> _Given passage_

----------

Pink Floyd and the Occult: Discuss.

Researchers at Indiana University, notably William R. Newman, John A. Walsh, Dot Porter, and Wallace Hooper, have spent the last several years developing The Chymistry of Isaac Newton, an absolutely wonderful history of science resource which, as of this past month, has digitized all 59 of Newton’s alchemical manuscripts assembled by John Keynes in 1936. Among the sites features are heavily annotated transcriptions, manuscript images, often scholarly synopses, and examples of alchemical experiments. That you can try at home. That’s right, you can do alchemy with this website. They also managed to introduce alchemical symbols into unicode (U+1F700 – U+1F77F), which is just indescribably cool.

Alchemical experiments at home! http://webapp1.dlib.indiana.edu/newton/reference/mineral.do

What I really want to highlight, though, is a brand new feature introduced by Wallace Hooper: automated Latent Semantic Analysis (LSA) of the entire corpus. For those who are not familiar with it, LSA is somewhat similar LDA, the algorithm driving the increasingly popular Topic Models used in Digital Humanities. They both have their strengths and weaknesses, but essentially what they do is show how documents and terms relate to one another.

Newton Project LSA

In this case, the entire corpus of Newton’s alchemical texts is fed into the LSA implementation (try it for yourself), and then based on the user’s preferences, the algorithm spits out a network of terms, documents, or both together. That is, if the user chooses document-document correlations, a list is produced of the documents that are most similar to one another based on similar word use within them. That list includes weights – how similar are they to one another? – and those weights can be used to create a network of document similarity.

----------

> _Parts of the exercise_
- 1) List the Indiana University researchers named in the passage on Newton's alchemical manuscripts.
- 2) Proceed with the passage on Newton's alchemical manuscripts, picking up after its last sentence.

----------

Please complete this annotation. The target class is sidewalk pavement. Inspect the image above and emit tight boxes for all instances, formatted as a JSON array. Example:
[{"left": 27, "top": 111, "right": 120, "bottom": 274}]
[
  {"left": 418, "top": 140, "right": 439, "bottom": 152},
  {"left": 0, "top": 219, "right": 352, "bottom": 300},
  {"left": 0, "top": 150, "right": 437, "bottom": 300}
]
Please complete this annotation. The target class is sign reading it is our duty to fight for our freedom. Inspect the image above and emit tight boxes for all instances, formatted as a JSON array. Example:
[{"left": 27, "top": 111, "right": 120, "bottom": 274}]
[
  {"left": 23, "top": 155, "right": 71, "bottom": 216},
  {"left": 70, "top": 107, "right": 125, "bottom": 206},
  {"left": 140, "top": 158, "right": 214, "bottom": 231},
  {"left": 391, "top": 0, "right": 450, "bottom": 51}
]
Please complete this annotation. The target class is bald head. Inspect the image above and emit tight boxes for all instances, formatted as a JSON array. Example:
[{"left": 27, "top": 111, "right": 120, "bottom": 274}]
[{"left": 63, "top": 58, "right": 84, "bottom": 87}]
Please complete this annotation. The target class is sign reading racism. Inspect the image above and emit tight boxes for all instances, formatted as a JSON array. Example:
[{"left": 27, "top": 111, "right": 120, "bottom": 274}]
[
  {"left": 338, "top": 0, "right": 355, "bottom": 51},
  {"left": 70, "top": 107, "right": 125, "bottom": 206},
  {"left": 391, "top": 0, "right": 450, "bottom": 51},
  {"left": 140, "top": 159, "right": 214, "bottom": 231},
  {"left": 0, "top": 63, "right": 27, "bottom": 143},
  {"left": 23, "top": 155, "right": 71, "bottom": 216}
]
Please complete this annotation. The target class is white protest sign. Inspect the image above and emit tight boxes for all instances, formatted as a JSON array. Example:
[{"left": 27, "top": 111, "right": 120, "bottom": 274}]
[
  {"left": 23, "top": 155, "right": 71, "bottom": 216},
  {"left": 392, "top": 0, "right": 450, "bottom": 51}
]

----------

> _Expected results_
- 1)
William R. Newman
John A. Walsh
Dot Porter
Wallace Hooper

- 2)
Similar Documents using LSA

One of the really cool features of this new service is that it can export the network either as CSV for the technical among us, or as an nwb file to be loaded into the Network Workbench or the Sci² Tool. From there, you can analyze or visualize the alchemical networks, or you can export the files into a network format of your choice.

Network of how Newton’s alchemical documents relate to one-another visualized using NWB.

It’s great to see more sophisticated textual analyses being automated and actually used. Amber Welch recently posted on Moving Beyond the Word Cloud using the wonderful TAPoR, and Michael Widner just posted a thought-provoking article on using Voyeur Tools for the process of paper revision. With tools this easy to use, it won’t be long now before the first thing a humanist does when approaching a text (or a million texts) is to glance at all the high-level semantic features and various document visualizations before digging in for the close read.